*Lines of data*

+ + + + +

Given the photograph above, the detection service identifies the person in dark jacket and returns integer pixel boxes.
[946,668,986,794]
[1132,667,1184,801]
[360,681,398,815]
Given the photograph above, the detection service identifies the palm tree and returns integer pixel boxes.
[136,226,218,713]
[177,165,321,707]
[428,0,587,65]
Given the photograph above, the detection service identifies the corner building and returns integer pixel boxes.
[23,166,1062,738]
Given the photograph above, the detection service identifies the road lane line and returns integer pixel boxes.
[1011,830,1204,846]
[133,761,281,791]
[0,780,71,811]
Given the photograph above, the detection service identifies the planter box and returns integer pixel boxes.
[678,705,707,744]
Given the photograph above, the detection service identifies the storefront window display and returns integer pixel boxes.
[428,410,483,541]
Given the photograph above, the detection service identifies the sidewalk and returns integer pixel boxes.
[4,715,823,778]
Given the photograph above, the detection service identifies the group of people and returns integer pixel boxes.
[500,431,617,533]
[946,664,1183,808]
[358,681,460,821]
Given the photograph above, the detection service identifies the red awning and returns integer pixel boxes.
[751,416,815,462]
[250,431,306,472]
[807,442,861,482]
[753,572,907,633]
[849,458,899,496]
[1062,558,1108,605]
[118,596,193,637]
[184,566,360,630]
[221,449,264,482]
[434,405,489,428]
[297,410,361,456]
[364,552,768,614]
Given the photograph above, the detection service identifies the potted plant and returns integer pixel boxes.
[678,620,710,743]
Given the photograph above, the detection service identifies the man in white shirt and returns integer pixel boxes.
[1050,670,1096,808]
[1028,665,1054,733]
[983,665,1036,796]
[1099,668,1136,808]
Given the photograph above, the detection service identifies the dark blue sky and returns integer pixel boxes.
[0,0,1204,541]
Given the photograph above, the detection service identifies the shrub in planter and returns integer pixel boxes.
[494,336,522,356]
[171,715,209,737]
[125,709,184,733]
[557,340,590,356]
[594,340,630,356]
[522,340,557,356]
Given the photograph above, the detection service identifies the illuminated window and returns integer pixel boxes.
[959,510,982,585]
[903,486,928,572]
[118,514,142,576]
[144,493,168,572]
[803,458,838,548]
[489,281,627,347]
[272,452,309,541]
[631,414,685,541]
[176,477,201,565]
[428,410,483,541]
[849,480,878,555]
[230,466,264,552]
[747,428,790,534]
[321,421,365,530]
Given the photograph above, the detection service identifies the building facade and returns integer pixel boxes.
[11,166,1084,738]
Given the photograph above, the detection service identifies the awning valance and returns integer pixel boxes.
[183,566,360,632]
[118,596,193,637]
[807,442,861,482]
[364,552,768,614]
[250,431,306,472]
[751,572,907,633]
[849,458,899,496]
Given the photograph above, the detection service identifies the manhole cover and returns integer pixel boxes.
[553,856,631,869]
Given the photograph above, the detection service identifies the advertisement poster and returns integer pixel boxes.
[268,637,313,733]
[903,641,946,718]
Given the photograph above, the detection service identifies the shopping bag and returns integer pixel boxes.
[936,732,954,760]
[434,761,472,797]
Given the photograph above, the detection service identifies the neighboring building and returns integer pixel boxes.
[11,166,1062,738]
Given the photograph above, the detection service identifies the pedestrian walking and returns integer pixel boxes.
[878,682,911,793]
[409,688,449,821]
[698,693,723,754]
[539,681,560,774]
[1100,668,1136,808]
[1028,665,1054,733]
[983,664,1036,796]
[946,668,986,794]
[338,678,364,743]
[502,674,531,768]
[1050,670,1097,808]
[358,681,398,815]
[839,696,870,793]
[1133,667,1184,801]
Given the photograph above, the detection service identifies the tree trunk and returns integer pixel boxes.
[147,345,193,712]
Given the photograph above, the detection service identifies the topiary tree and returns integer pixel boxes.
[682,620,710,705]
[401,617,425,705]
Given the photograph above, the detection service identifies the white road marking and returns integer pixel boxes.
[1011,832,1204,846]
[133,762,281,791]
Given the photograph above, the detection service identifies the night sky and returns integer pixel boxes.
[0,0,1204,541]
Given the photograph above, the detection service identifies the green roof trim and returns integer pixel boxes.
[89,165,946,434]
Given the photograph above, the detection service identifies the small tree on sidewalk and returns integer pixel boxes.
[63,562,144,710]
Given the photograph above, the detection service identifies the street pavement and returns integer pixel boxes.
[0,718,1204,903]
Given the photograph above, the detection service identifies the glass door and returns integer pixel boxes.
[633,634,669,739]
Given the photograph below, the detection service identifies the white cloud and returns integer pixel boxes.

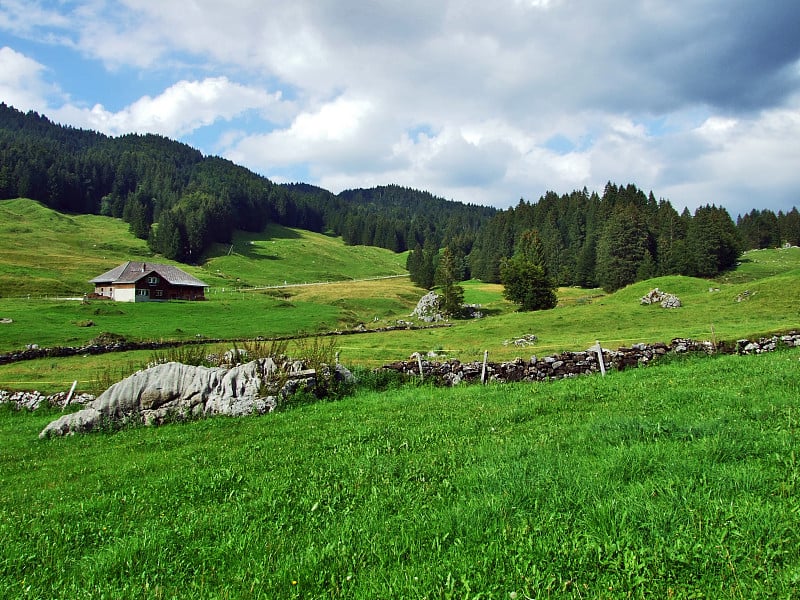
[0,46,57,112]
[54,77,281,138]
[0,0,800,216]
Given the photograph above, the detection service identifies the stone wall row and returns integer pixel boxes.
[382,332,800,385]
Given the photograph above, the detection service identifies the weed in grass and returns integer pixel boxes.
[148,344,210,367]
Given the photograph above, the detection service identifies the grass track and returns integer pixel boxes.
[0,350,800,599]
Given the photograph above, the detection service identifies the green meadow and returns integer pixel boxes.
[0,200,800,600]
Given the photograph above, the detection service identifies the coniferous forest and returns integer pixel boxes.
[0,103,800,291]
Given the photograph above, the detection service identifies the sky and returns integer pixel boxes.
[0,0,800,219]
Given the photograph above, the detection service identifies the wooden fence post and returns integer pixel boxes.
[61,379,78,411]
[591,340,606,377]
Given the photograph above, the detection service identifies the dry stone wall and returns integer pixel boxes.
[383,332,800,385]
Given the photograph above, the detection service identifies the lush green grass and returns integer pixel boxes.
[0,249,800,392]
[0,350,800,599]
[0,200,800,391]
[0,199,152,298]
[0,199,406,297]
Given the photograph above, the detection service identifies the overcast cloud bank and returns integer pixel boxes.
[0,0,800,218]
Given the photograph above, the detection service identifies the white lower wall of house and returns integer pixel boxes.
[112,288,136,302]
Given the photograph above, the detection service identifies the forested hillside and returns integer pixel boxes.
[0,103,800,291]
[0,103,496,262]
[460,183,800,291]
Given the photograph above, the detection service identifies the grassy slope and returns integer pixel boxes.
[0,199,405,297]
[0,201,800,391]
[0,350,800,600]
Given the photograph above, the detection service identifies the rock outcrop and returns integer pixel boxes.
[641,288,681,308]
[383,332,800,385]
[411,291,444,323]
[39,358,288,438]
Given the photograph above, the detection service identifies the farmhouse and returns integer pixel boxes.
[90,260,208,302]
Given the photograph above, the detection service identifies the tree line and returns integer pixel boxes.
[0,103,496,262]
[0,103,800,302]
[408,182,800,291]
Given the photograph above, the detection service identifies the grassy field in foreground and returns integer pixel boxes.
[0,349,800,600]
[0,248,800,392]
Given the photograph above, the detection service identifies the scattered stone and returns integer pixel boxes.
[503,333,539,348]
[411,291,444,323]
[640,288,681,308]
[382,332,800,386]
[39,358,334,438]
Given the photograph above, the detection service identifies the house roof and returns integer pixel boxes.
[89,260,208,287]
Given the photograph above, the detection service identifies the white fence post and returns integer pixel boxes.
[589,340,606,377]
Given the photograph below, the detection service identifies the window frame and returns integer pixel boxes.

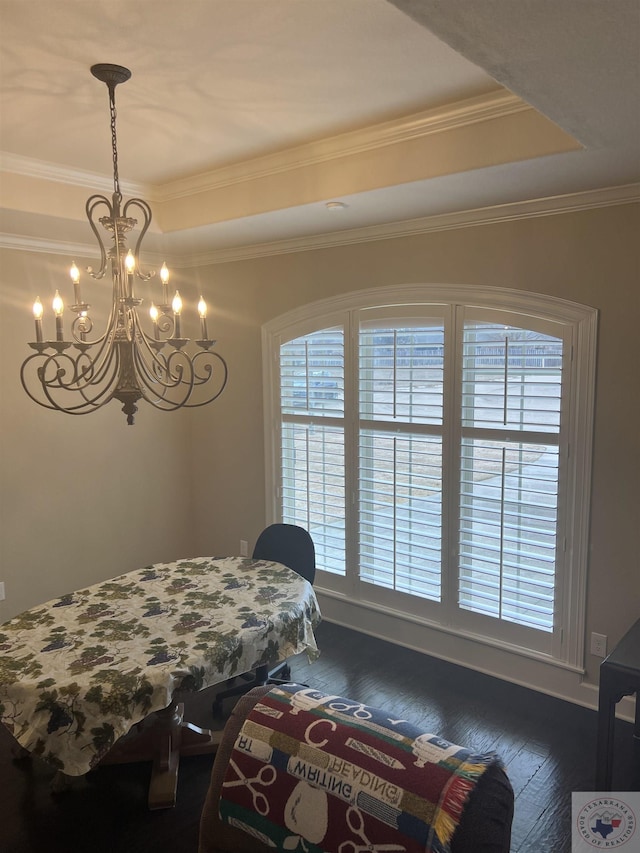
[262,284,598,672]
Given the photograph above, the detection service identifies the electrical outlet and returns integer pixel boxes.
[591,632,607,658]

+ + + + +

*PROBLEM DESCRIPTION*
Revise all of the material above by changing "detection service" to "object detector" wherever it appears, keeping everything else the same. Leave the pictures out of your answer.

*ANSWER TO THE EXERCISE*
Given the photograph above, the object detector identifies the person in dark jacket and returns integer pixel boxes.
[946,668,986,794]
[1132,667,1184,801]
[360,681,398,815]
Given the photograph above, the object detector identifies the palm tree and returns integer pixel boxes.
[136,226,218,713]
[177,165,321,707]
[428,0,587,65]
Given the photograph above, the object detector identifies the corner building and returns integer pixel boxes.
[23,166,1062,738]
Given the photograph above, the object detector identifies the road lane line and returns integer pixel boxes.
[1011,830,1204,846]
[133,761,281,791]
[0,780,71,811]
Given the photograph above, the object detector identifies the planter box and returns integer pixel boxes.
[678,705,707,744]
Given the photograph above, the object detector identifies the storefront window display and returns integer pixel boxes.
[428,410,483,541]
Given the photograph above, the object detector identifies the sidewalk and returns integer pixel boxes.
[4,715,823,778]
Given the photograph above, the object detector identifies the group of people and returns integer pixel boxes.
[500,431,617,533]
[946,664,1183,808]
[358,681,460,821]
Given the photograph above, the object detector identifies the red awning and returns integer pixel boxes.
[751,416,815,462]
[250,431,306,472]
[807,442,861,482]
[753,572,907,633]
[849,458,899,496]
[1062,558,1108,605]
[118,596,193,637]
[184,566,360,630]
[221,449,264,482]
[434,405,489,428]
[297,410,361,456]
[364,552,768,614]
Given the photograph above, the object detector identifies the potted plant and returns integer pixel boxes.
[678,620,710,743]
Given the photograph above, the object detector identifies the man in white shirt and returns integer pixel boxes.
[1050,670,1096,808]
[1028,665,1054,733]
[983,665,1036,796]
[1099,668,1136,808]
Given the photograph above, the object detector identifies the dark blue sky and returns integer pixel boxes.
[0,0,1204,541]
Given the photograph above, the object detector identifies the shrub in planter and returns integer pixel boxes.
[494,336,522,356]
[171,715,209,737]
[125,709,184,733]
[557,340,590,356]
[594,340,630,356]
[522,340,557,356]
Given the photograph above, the object detector identifies the illuminated window and returns integer pixel boxes.
[959,510,982,585]
[903,486,928,572]
[118,514,142,576]
[144,493,168,572]
[803,458,838,548]
[489,281,627,347]
[272,452,309,541]
[631,414,685,541]
[176,477,201,565]
[428,410,483,541]
[849,480,878,555]
[230,466,264,552]
[747,428,790,534]
[321,421,365,530]
Given the photograph above, the object detector identifies the building facade and returns integer pixel boxes.
[11,166,1084,738]
Given the photograph above, the object detector identifies the awning valance and returns integer pixel boxes.
[183,566,360,632]
[118,596,193,637]
[807,442,861,482]
[364,552,768,614]
[250,431,306,472]
[751,572,907,633]
[849,458,899,496]
Given the photograph above, the object detector identifies the manhole cover and returns integer pixel boxes.
[553,856,631,869]
Given the photograph above, the object detector identifies the advertisement poster and returns integer pixel boxes.
[268,637,313,733]
[903,641,946,718]
Given the photograph above, the object detector identifies the shopping bag and returns integer pixel boxes.
[936,732,954,760]
[434,761,472,797]
Given the photograph above, the object detector identifies the neighboring building and returns integer pixel boxes.
[11,166,1062,738]
Given the photograph above, the object detector identifies the pedestrian walking and returns integer pixel boxes.
[878,682,911,793]
[409,688,449,821]
[698,693,723,754]
[539,681,560,774]
[1100,668,1136,808]
[1028,665,1054,733]
[983,664,1036,796]
[946,668,986,794]
[338,678,364,743]
[502,674,531,768]
[1050,670,1097,808]
[358,681,398,815]
[839,696,870,793]
[1133,667,1184,801]
Given the photograph above, the object detector identifies the tree trunk and returns integer pixel boxes.
[147,345,193,712]
Given the photograph above, the object detector identifies the topiary tree and returns integer pixel boxes.
[682,620,710,705]
[401,617,425,705]
Given the photograph above, the object detector identifies the white road marking and returns integer pixel boxes.
[1011,832,1204,846]
[133,762,281,791]
Given the photograph above, the object detector identifies the night sky and returns integer pixel boxes.
[0,0,1204,541]
Given the photograph above, the object detector identifies the green roof trim and returns integer pixel boxes.
[89,165,946,434]
Given the photograph above, the object detector identifies the small tree on sidewalk and returns integer pixel boxes.
[63,562,144,710]
Given the photograph above, the object detector identifies the street pavement and returns integer pixel boxes.
[0,718,1204,903]
Given the photograph above, the object detector identifies the glass door and returns integer pixel boxes.
[633,634,669,739]
Given the photograph below, the object detector identifies the white cloud and returns integer pixel boxes.

[0,46,57,112]
[54,77,281,138]
[0,0,800,216]
Given the photograph above, the object detector identifies the stone wall row and returns integer pixel boxes.
[382,332,800,385]
Given the photograph above, the object detector identifies the weed in grass and returns integer pixel boxes.
[148,344,210,367]
Given the photograph above, the object detector identifies the grass track and returns integer pixel boxes.
[0,350,800,599]
Given the photograph above, the object detector identifies the green meadow and returns integer pixel boxes.
[0,200,800,600]
Given the photograph above, the object detector identifies the coniferous forest and returns integer pixel boxes.
[0,103,800,291]
Given the photograph above, the object detector identifies the sky and returns integer pixel boxes.
[0,0,800,219]
Given the photograph above, the object detector identifies the wooden fence post and returns integer pixel boxes.
[61,379,78,411]
[591,340,606,377]
Given the photograph above, the object detector identifies the dry stone wall and returns integer pixel boxes.
[383,332,800,385]
Given the photograph above, the object detector identifies the lush green grass and returns integer pixel boxes.
[0,249,800,392]
[0,350,800,599]
[0,200,800,391]
[0,199,152,298]
[0,199,406,297]
Given the photograph above, the object detector identifies the overcast cloud bank and returns integer pixel boxes.
[0,0,800,218]
Given the photograph above, the object detector identifies the white lower wall of house and returns integer pixel boxes.
[112,288,136,302]
Given the photograph above, the object detector identifies the forested hillside and returns integer pixel boxes.
[0,103,800,291]
[0,103,496,262]
[460,183,800,291]
Given the photograph above, the object detector identifies the grassy slope and returns integer pixel boxes.
[0,199,405,297]
[0,201,800,391]
[0,350,800,600]
Given the photograph above, the object detector identifies the rock outcrop and returns integer pixel boxes.
[641,288,681,308]
[383,332,800,385]
[411,291,444,323]
[39,358,288,438]
Given the photograph above, the object detector identifies the farmhouse and returns integer pixel boxes.
[90,260,208,302]
Given the photograph above, the object detector identifies the tree line and returns integer pixel boxes.
[0,103,496,262]
[0,103,800,302]
[408,182,800,291]
Given the photograph above, the object detector identifies the grassy field in foreground and returns integer pixel boxes.
[0,349,800,600]
[0,248,800,392]
Given the photograph above, the object detector identifies the scattered stone and returns integer pixel boxes.
[503,333,539,348]
[411,291,444,323]
[640,288,681,308]
[382,332,800,386]
[39,358,334,438]
Given the photograph above, the object detector identifies the house roof and returns integer pixel boxes.
[89,260,208,287]
Given the photograph above, the object detector identifies the white fence post and returns integer pixel boxes.
[589,340,606,377]
Given the photograph below, the object detector identifies the window frame and returns integer pixel boxes.

[262,284,598,672]
Given the photograph above, the object detector identifies the electrical outlet and returns integer pixel boxes.
[591,632,607,658]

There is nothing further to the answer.